GOAL:
Skip every line before the one containing "Please identify the two-story", then copy that line and the rest of the entries below exactly, through the last line.

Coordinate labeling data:
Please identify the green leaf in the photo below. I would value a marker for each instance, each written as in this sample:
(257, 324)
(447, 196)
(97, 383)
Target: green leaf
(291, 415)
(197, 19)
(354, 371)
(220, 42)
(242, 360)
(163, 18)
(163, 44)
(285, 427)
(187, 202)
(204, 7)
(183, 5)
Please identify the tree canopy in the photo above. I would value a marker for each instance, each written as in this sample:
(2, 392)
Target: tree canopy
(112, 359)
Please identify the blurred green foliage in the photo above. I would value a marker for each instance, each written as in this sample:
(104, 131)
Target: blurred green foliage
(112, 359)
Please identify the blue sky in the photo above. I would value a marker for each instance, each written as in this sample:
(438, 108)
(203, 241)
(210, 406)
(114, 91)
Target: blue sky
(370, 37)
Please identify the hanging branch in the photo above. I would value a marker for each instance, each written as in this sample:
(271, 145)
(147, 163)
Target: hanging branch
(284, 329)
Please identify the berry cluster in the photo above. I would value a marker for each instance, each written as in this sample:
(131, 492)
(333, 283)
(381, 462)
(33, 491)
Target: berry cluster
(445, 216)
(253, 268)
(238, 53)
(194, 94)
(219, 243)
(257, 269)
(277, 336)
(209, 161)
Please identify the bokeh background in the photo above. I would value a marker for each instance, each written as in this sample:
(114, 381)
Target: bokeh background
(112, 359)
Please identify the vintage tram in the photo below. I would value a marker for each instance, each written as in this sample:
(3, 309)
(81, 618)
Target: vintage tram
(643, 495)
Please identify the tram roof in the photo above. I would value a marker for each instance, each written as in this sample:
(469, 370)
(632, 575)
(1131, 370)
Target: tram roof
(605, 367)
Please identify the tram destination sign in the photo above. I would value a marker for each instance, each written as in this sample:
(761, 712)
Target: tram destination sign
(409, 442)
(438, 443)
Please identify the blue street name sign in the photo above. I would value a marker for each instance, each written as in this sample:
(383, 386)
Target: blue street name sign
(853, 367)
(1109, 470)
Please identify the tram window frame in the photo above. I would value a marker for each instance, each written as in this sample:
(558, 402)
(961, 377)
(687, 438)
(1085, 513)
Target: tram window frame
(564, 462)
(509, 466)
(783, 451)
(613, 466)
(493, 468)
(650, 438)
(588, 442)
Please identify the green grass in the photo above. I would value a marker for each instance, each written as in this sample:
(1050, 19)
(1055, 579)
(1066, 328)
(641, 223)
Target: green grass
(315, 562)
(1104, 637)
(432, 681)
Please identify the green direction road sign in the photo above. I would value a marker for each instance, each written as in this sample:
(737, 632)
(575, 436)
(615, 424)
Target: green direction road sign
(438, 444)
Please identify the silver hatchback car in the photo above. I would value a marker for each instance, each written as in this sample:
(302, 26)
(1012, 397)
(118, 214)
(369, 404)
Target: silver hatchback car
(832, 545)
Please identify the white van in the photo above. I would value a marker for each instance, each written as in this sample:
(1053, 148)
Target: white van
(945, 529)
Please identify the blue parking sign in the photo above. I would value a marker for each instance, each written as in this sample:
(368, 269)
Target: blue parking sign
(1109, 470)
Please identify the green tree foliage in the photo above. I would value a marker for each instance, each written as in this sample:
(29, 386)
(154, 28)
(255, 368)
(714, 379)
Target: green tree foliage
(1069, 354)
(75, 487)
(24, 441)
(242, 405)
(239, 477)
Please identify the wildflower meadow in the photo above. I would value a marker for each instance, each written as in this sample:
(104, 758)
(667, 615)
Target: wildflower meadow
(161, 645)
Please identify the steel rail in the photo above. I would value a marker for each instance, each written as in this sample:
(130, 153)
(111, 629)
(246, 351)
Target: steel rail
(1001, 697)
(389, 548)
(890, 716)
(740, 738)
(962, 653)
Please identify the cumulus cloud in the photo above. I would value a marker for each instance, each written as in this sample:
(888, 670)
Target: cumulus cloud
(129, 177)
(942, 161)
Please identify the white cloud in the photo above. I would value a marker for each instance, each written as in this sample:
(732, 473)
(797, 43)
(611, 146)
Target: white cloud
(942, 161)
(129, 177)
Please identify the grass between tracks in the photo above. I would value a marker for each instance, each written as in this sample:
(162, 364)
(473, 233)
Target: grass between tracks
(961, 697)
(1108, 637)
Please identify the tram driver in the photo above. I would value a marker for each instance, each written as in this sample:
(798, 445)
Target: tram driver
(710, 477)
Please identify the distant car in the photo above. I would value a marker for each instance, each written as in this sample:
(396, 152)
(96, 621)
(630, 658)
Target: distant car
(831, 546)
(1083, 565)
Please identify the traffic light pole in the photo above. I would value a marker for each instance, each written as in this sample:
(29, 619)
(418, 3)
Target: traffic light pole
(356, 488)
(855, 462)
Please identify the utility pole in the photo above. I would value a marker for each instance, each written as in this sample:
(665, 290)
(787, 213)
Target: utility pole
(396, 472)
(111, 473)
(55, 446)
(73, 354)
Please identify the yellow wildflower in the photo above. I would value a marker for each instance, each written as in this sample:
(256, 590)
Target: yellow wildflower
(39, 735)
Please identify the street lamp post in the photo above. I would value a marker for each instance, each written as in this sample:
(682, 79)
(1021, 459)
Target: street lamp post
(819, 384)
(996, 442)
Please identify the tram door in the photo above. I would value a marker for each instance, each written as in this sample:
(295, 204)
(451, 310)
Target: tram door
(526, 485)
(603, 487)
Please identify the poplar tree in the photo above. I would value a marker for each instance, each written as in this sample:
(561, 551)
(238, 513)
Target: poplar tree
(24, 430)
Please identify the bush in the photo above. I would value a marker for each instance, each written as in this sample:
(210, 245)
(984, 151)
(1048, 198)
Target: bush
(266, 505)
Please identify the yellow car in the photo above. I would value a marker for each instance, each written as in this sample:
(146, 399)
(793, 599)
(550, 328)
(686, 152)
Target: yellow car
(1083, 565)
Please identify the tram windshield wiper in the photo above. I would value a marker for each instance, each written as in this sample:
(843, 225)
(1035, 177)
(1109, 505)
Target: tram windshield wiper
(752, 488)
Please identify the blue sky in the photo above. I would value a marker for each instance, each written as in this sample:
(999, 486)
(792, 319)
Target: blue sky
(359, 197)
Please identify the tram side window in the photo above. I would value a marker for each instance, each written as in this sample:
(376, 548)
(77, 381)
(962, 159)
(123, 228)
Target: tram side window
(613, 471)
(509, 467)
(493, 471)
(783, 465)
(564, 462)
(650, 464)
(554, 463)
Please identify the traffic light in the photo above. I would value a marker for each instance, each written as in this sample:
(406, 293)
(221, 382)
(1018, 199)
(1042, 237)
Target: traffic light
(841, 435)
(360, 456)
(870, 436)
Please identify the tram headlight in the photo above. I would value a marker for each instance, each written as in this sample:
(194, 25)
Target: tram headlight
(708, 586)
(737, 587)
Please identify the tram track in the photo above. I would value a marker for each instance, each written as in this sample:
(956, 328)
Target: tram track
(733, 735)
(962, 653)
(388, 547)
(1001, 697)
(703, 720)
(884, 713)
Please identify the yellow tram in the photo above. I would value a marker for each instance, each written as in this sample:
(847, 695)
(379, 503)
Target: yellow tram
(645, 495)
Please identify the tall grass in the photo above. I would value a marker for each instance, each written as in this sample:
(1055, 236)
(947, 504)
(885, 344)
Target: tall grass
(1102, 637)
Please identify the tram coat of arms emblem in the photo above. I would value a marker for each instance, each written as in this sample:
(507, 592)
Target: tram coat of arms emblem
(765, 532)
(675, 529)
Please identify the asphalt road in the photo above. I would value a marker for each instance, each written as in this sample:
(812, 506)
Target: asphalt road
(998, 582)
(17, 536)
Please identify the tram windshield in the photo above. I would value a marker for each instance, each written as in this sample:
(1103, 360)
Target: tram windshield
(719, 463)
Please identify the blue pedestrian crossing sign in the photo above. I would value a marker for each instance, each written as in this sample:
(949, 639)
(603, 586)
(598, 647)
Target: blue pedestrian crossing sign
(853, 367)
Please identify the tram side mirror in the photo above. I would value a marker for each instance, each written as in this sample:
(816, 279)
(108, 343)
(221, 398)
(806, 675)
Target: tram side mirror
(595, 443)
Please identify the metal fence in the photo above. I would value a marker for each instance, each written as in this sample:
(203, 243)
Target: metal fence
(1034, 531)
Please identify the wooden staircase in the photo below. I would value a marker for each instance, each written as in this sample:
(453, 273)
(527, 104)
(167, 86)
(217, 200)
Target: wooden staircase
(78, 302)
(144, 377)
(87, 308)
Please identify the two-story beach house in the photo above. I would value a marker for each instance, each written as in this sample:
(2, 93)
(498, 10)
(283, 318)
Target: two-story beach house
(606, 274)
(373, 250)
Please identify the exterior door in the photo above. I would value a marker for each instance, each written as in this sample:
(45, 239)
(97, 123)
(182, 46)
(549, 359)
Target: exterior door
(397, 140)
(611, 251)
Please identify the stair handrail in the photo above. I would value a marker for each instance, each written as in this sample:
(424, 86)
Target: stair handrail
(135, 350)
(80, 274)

RESPONSE TO THIS EXERCISE:
Please identify the two-story beach house in the photo above. I would value a marker for each instance, each written as in this sample:
(2, 93)
(498, 10)
(283, 318)
Target: two-story beach house
(606, 274)
(373, 250)
Please identify the exterior door in the photo above. I would value a marker for each instance, each written as in this sample:
(45, 239)
(97, 123)
(182, 46)
(549, 359)
Target: exterior door
(397, 140)
(611, 251)
Please identify the stair handrail in the photo above. I would value a marker for each instance, each written as in this sample:
(424, 86)
Target: stair handrail
(135, 350)
(80, 274)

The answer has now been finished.